[Location identification entries]
>> Start

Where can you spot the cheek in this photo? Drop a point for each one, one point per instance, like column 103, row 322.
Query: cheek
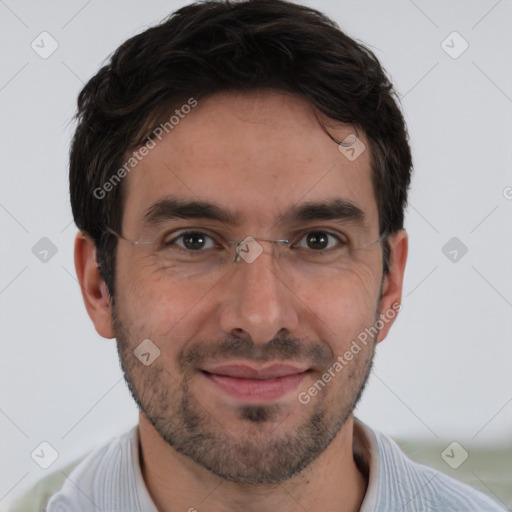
column 342, row 306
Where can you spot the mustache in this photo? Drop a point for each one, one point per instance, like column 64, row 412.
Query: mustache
column 285, row 348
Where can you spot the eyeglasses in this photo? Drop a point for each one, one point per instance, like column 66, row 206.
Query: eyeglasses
column 202, row 251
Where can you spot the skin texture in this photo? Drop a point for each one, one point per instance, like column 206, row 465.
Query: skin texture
column 257, row 153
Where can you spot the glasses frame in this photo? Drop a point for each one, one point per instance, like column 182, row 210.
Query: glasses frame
column 238, row 243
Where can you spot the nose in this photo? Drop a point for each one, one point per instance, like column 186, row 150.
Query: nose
column 258, row 299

>> End

(EXERCISE)
Present every line of the listing above as a numbered list. Omit blank lines and the pictures.

(PROBLEM SOLUTION)
1. Where can you spot the cheek in this photo? Drop a point for each one, one point per instance, like column 103, row 322.
2. Query: cheek
3. column 342, row 306
4. Where can you spot the mustache in this photo? Drop a point for each one, one point per instance, like column 64, row 412.
5. Query: mustache
6. column 285, row 348
7. Where can you spot the eyeglasses in this photo? Drop a point for each one, one point per instance, like column 66, row 206.
8. Query: eyeglasses
9. column 202, row 251
10. Where can you spot the skin texture in this photo? Drop a point for each one, one point per instance, like column 206, row 465.
11. Query: skin texture
12. column 257, row 153
13. Where can you spot the glasses frame in this photo? Drop a point for each one, one point per instance, like column 182, row 210.
14. Query: glasses frame
15. column 238, row 243
16. Where can you spot the nose in this photo? Drop a point for each one, one point per instance, like column 186, row 150.
17. Query: nose
18. column 258, row 299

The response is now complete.